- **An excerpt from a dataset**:
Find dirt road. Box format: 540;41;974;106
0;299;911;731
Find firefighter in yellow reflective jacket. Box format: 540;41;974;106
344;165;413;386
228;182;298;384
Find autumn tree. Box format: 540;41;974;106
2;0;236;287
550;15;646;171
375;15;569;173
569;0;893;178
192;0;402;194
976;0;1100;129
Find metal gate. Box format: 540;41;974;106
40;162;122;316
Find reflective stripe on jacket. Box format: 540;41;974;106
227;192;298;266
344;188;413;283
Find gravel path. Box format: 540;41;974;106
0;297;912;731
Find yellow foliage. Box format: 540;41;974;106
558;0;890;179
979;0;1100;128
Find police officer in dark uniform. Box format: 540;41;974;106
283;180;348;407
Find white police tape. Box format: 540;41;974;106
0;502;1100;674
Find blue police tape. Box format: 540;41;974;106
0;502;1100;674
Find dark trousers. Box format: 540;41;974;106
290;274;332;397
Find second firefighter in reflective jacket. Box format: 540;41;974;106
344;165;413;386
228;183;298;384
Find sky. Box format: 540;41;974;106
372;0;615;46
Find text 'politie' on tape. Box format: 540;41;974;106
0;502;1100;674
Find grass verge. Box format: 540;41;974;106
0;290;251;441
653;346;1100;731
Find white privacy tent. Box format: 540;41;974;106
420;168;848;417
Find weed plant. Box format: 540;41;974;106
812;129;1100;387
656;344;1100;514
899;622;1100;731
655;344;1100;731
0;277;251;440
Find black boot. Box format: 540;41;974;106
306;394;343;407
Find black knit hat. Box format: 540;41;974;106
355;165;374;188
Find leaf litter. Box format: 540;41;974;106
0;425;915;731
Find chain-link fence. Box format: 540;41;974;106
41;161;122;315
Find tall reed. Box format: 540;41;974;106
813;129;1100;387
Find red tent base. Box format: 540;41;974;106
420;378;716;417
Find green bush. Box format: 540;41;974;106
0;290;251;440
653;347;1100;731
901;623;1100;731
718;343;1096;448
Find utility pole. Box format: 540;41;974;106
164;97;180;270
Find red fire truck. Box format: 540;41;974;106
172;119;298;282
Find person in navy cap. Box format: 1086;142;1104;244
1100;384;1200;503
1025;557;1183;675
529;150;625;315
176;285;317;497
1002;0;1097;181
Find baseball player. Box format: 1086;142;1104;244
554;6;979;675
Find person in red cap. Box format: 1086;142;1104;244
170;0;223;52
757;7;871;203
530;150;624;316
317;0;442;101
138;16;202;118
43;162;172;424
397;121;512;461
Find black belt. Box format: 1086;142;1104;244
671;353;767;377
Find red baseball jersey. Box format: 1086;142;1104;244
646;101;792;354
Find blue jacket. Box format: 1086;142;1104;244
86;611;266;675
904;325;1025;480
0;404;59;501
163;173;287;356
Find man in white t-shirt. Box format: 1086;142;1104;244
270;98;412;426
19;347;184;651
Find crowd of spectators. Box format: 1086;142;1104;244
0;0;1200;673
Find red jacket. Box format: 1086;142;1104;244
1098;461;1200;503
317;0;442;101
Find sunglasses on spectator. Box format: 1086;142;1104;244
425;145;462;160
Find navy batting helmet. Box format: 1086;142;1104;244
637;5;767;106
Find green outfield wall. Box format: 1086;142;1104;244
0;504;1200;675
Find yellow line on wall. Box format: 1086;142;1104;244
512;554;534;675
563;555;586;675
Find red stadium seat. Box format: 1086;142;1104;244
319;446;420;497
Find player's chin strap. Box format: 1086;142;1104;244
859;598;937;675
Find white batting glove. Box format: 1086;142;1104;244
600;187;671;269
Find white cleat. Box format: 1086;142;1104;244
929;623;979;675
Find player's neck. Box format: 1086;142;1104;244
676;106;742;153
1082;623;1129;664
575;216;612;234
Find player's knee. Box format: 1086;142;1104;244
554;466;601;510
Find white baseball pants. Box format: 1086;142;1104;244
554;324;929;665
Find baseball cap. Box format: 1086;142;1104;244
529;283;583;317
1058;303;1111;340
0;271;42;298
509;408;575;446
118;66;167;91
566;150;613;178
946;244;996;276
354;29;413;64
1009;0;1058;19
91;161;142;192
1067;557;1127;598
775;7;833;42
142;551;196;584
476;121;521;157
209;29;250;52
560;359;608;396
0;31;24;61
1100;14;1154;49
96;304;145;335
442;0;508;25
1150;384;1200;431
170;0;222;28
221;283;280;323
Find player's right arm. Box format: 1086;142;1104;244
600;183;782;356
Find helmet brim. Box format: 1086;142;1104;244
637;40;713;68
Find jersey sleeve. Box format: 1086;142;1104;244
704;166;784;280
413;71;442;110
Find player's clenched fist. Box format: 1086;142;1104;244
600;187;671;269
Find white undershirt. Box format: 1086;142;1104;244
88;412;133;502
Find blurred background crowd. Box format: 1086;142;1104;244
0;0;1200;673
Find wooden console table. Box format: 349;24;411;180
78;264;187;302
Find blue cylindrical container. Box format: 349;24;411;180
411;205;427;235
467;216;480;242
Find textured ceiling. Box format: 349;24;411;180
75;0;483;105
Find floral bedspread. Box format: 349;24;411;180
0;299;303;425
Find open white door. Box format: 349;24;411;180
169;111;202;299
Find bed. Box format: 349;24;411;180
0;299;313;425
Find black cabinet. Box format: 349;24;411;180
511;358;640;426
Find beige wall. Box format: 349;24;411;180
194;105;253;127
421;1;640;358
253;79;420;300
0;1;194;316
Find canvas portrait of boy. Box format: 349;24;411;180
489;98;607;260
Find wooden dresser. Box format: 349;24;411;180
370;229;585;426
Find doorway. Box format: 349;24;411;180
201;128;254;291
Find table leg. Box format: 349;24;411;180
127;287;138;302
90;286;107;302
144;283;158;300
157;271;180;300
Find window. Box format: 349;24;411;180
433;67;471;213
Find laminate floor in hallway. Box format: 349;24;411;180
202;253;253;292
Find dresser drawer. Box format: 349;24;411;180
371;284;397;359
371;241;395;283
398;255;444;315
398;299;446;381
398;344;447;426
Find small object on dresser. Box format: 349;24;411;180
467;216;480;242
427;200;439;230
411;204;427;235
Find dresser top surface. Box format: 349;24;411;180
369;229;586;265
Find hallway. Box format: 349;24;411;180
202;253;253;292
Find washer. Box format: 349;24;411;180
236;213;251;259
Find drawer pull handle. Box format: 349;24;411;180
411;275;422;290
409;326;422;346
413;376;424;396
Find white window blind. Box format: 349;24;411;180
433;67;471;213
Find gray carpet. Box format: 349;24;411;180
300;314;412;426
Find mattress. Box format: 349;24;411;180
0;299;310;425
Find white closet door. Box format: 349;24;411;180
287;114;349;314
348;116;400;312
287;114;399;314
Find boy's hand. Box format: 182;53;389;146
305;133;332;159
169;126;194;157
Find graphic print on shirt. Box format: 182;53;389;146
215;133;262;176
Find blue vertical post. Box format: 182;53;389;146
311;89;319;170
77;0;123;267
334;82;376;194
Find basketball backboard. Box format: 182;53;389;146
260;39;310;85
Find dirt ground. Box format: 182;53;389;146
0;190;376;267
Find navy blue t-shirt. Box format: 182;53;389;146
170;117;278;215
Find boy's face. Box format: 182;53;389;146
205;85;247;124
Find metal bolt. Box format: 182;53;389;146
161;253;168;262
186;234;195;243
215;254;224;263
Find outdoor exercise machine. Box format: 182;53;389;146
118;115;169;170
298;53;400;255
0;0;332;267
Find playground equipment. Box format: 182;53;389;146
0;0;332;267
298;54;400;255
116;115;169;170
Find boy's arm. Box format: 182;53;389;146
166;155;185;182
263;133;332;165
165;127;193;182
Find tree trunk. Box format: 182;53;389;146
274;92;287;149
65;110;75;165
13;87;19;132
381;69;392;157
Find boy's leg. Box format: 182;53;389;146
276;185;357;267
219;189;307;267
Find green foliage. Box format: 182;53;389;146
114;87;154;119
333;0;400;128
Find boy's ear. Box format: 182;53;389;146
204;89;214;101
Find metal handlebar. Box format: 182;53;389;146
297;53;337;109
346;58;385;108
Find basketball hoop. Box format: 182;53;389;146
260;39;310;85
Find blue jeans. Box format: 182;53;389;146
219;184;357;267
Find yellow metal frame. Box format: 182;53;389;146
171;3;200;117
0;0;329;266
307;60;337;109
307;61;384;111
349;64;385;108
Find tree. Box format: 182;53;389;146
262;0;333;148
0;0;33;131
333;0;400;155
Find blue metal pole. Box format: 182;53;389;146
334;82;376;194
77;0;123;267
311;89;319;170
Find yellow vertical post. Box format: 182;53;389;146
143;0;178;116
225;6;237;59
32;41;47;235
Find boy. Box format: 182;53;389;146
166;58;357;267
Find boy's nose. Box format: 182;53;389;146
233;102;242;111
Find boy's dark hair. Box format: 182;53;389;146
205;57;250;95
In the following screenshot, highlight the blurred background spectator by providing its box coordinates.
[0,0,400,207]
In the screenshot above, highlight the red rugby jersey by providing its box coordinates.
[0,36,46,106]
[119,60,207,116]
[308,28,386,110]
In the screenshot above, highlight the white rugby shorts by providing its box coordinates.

- **YOUR OBJECTIVE**: Please report, copied in full, each line above that contains the string "highlight". Letter case counts.

- **RESPONSE TO THE EXERCISE**:
In the following screenshot, highlight the blurred background spectator by providing its box coordinates.
In the screenshot above, highlight the red rugby jersey by providing its box coordinates.
In the screenshot above, highlight the white rugby shorts by providing its box coordinates.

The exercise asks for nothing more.